> Excerpt
%%
Construction: Damages and Exclusion - Liquidation Damages

By Ahmed Abdelnabi, Associate 

 

Overview

This Practice Note provides an overview of:

  • the relevant provisions of Federal Law No. 5/1985 on the Civil Transactions Law of the United Arab Emirates State concerning liquidated damages, as well as how such provisions have been construed/applied by the local courts.

 

Practical Guidance

Damages generally

The award of damages is governed by the relevant provisions of Federal Law No. 5/1985.

The underlying principle concerning the award of damages in the UAE legal system is set out under Article 42(2), which provides that the “harm should be removed”. Articles 283, 292 and 293 explain the types of damages, and circumstances under which, these can be awarded. These provisions apply both in cases of tort and contract. More specifically, Article 292 provides that damages are designed to compensate the aggrieved party for the actual harm suffered as well as lost profits, with the exception that the latter will only be awarded where it can be shown that these were a natural consequence of the contractual breach (in the case of contractual disputes). Article 293, instead, allows for the award of moral damages under prescribed circumstances.

The award of contractual damages is also addressed in Article 386, which mandates that a party to a contract will be liable to pay damages to the aggrieved party for failure to perform a contractual obligation, unless the breaching party can establish that its performance was impeded due to causes beyond its control.

Courts in the UAE will therefore assess damages on the basis of the actual harm suffered by the aggrieved party (and not the perceived gain, if any, to the breaching party). In practice, the courts award damages for losses that were:

  1. Actual and have materialized as a direct result of a contractual breach; and
  2. Foreseeable at the date of contract (according the the reasonable man standard).

The aggrieved party must satisfy both criteria to recover damages, as losses that are only theoretical will not be awarded. Punitive or exemplary damages are not recognised under UAE law.

 

Liquidated damages

The quantification of damages is addressed under Articles 389 and 390 of Federal Law No. 5/1985.

Article 389 empowers a judge (or arbitral tribunal) to assess the quantum of the damages to be awarded, where such sum is not fixed by contract or by law. In doing so, the judge shall consider the harm incurred by the aggrieved party.

Article 390 expressly recognises the principle of liquidated damages, which are commonly found in construction contracts between an employer and contractor (or between a contractor and its sub-contractor).

Article 390(1) provides that the parties can – by agreement – fix the damages due in the event of a contractual breach by the contractor (i.e., liquidated damages). This can be stipulated either in the contract or in a subsequent agreement between the parties.

Provisions for liquidated damages are valid in the UAE and the burden will be on the contractor (i.e., the breaching party) to establish that such clause should not be applied. A judge should enforce a liquidated damages agreement unless the contractor can demonstrate that no damages have been suffered by the employer (UAE Cassation Case No. 187 of 2016). Under such circumstances, the employer will only be entitled to recover those damages that it can actually prove were incurred as a result of the contractor’s breach.
%%
> Challenge A
Say whether each statement agrees with the practice note on UAE liquidated damages. Answer yes or no, and quote the words of the practice note that decide it.
(i) Punitive or exemplary damages are recognized under UAE law.
(ii) Parties may fix liquidated damages in an agreement made after the contract.
(iii) Under Article 389, a judge assesses the amount of damages even when that sum is fixed by contract.
The practice note has no connection to the records that follow it.

> Records shown
%%
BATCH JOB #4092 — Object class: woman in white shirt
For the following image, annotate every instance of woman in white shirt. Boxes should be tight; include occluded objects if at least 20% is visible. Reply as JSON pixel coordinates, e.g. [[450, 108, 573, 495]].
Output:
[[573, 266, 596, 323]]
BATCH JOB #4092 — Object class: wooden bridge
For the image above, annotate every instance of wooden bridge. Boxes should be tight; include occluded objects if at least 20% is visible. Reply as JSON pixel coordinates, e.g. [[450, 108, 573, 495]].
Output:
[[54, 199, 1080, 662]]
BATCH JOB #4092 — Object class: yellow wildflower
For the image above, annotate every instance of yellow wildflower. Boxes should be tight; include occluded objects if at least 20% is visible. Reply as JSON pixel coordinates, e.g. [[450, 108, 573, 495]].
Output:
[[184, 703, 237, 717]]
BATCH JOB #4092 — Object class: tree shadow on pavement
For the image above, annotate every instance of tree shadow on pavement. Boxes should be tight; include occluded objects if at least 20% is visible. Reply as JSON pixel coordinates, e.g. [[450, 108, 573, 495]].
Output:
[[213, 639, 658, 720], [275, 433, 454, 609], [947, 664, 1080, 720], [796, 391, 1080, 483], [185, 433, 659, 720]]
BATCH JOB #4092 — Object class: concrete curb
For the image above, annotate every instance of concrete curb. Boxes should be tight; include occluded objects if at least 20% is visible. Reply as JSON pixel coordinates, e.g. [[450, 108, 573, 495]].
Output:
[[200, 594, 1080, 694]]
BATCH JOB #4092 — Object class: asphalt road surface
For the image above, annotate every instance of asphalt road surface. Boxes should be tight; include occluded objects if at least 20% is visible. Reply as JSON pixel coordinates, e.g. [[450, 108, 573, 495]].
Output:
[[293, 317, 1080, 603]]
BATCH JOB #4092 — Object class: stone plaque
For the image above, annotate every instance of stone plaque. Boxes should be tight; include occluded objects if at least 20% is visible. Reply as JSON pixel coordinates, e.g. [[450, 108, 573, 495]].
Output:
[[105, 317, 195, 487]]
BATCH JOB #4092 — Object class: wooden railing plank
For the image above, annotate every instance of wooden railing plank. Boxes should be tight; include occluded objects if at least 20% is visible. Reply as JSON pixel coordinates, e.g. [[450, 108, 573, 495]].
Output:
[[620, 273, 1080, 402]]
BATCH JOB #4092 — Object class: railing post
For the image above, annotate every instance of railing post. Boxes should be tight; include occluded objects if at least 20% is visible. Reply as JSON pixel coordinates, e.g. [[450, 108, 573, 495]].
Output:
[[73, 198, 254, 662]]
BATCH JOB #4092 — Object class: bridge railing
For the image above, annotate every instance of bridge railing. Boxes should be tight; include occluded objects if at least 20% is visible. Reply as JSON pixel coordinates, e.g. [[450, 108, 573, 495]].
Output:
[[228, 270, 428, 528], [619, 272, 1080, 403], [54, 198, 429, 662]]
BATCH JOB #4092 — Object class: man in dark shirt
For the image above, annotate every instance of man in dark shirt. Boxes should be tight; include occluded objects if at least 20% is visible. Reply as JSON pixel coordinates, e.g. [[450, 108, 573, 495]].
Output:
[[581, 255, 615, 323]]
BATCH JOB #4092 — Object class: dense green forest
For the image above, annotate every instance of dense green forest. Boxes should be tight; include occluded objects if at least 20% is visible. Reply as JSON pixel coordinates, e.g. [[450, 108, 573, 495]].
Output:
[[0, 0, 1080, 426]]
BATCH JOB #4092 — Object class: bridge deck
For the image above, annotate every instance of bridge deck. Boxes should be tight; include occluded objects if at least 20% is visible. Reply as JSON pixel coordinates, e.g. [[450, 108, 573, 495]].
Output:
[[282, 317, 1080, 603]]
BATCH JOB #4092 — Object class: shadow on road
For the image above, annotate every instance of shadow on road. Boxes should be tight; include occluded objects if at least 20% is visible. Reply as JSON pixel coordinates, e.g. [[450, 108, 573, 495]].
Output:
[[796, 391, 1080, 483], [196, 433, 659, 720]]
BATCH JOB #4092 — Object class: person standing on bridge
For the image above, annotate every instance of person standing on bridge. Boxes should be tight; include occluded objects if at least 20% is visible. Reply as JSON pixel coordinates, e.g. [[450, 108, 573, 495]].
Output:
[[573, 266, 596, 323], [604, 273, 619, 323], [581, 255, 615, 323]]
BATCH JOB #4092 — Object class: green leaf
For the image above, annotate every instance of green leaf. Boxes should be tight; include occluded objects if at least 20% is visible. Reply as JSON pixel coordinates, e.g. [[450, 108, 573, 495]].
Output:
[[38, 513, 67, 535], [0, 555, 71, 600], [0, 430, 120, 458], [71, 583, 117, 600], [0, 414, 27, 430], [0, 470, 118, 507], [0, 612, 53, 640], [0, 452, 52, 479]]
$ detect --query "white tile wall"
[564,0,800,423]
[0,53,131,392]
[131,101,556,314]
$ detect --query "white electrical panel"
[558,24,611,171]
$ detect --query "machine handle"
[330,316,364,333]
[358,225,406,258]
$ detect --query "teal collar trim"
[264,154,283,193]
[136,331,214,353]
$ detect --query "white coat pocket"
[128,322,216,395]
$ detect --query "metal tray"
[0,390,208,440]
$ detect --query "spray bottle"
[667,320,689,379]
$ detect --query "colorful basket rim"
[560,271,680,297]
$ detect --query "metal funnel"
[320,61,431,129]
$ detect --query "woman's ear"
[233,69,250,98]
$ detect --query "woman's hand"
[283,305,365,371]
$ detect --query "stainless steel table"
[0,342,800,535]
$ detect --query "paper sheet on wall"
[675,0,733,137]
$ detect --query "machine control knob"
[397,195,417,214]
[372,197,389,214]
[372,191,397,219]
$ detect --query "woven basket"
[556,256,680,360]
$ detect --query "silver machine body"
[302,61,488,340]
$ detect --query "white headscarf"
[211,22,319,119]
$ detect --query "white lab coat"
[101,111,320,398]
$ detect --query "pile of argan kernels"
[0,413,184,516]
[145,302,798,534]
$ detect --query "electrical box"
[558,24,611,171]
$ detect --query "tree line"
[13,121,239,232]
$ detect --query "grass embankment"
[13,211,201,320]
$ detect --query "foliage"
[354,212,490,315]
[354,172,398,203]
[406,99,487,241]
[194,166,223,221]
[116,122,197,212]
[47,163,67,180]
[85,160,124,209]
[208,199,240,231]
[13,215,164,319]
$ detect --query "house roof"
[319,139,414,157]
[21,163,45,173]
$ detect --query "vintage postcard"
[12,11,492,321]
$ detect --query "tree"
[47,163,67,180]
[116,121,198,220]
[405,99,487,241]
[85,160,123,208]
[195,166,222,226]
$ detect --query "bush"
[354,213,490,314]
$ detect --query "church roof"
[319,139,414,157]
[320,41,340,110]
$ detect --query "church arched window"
%%
> Challenge B
From the records, copy out the lines unchanged. Start with the line containing "BATCH JOB #4092 — Object class: railing post" and continue through the line containing "[[73, 198, 254, 662]]", including both of those lines.

> Solution A
(i) No: "Punitive or exemplary damages are not recognised under UAE law."
(ii) Yes: "This can be stipulated either in the contract or in a subsequent agreement between the parties."
(iii) No: "where such sum is not fixed by contract or by law."

> Solution B
BATCH JOB #4092 — Object class: railing post
For the image above, annotate every instance of railing post. Boxes should be tight; include occluded objects if at least 20% is visible. Reply as JSON pixel coordinates, e.g. [[450, 108, 573, 495]].
Output:
[[73, 198, 254, 662]]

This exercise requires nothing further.